• [Source excerpt]

▼

Consider for example the storage of an information stream from a high volume manufacturing process with many updates for many finished goods products coming off of the manufacturing line necessitating continuous and high frequency reporting of various manufacturing metrics, including the creation, signing, and transacting of Bill of Materials (BOM) information and certificates of authenticity with the blockchain 1699 (private or public). If the collection of such data scales too high, then the blockchain may be overwhelmed due to the frequency of data storage requests.


However, storing the information within the index 1616, especially when the index is stored within the host organization, overcomes this problem as the database system 130 of the host organization easily accommodates a high frequency of database updates and interactions.

▲

Image boundary annotation data
▼

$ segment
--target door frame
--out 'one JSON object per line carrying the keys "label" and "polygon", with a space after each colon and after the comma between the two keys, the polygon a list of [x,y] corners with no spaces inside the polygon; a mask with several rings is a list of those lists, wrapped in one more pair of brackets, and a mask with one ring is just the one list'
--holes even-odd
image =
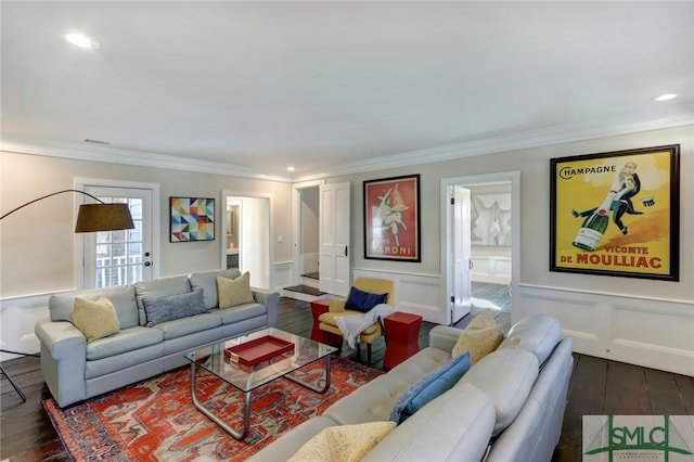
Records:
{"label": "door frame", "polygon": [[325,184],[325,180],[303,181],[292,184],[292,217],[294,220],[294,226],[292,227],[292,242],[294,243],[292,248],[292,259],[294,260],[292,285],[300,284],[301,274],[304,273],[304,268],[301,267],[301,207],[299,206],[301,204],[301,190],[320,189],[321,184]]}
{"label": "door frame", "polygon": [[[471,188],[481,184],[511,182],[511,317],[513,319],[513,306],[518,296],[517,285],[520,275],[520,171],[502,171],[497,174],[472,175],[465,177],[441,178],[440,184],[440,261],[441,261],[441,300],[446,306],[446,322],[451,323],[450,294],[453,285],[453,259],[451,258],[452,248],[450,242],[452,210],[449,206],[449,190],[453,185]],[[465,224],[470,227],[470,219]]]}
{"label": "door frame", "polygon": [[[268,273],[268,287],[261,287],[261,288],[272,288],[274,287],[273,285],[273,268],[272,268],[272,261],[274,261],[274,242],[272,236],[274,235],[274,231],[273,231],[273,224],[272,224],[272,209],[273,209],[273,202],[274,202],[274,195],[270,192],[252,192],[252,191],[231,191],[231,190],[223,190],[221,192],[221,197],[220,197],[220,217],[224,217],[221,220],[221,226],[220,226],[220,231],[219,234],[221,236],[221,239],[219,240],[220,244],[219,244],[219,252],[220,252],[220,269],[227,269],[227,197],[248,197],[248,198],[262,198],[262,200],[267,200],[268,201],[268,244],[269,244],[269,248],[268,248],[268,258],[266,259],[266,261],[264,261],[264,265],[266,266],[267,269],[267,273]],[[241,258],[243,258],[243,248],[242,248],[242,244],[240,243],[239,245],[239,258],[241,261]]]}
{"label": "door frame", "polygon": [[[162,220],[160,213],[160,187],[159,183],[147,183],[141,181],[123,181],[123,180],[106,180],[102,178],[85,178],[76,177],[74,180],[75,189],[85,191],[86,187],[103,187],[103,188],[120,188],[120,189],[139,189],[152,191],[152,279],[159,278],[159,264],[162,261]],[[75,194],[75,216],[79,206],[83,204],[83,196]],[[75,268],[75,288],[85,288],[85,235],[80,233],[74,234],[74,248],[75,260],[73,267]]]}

▲
▼

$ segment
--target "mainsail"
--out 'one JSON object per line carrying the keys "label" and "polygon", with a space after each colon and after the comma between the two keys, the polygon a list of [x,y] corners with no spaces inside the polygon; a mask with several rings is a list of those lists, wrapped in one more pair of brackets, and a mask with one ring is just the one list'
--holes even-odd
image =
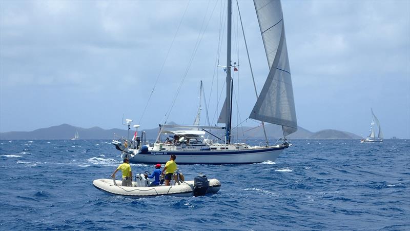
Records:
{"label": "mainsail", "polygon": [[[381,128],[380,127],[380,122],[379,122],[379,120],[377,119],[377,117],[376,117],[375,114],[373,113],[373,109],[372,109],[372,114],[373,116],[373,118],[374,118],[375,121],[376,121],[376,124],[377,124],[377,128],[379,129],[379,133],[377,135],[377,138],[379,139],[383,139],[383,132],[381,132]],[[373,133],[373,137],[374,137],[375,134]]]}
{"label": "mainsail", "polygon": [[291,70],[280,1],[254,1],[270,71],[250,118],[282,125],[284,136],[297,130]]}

▲

• [Exercise set]
A: In the blockchain storage excerpt, what may cause the blockchain to be overwhelmed if data collection scales too high?
B: Retype the blockchain storage excerpt from "Consider for example" up to and including "updates and interactions.".
C: Translate this sentence from the blockchain storage excerpt into Spanish: "If the collection of such data scales too high, then the blockchain may be overwhelmed due to the frequency of data storage requests."

• [Outputs]
A: The frequency of data storage requests.

B:
Consider for example the storage of an information stream from a high volume manufacturing process with many updates for many finished goods products coming off of the manufacturing line necessitating continuous and high frequency reporting of various manufacturing metrics, including the creation, signing, and transacting of Bill of Materials (BOM) information and certificates of authenticity with the blockchain 1699 (private or public). If the collection of such data scales too high, then the blockchain may be overwhelmed due to the frequency of data storage requests.


However, storing the information within the index 1616, especially when the index is stored within the host organization, overcomes this problem as the database system 130 of the host organization easily accommodates a high frequency of database updates and interactions.

C: Si la recopilación de dichos datos escala demasiado, entonces la cadena de bloques puede verse sobrecargada debido a la frecuencia de las solicitudes de almacenamiento de datos.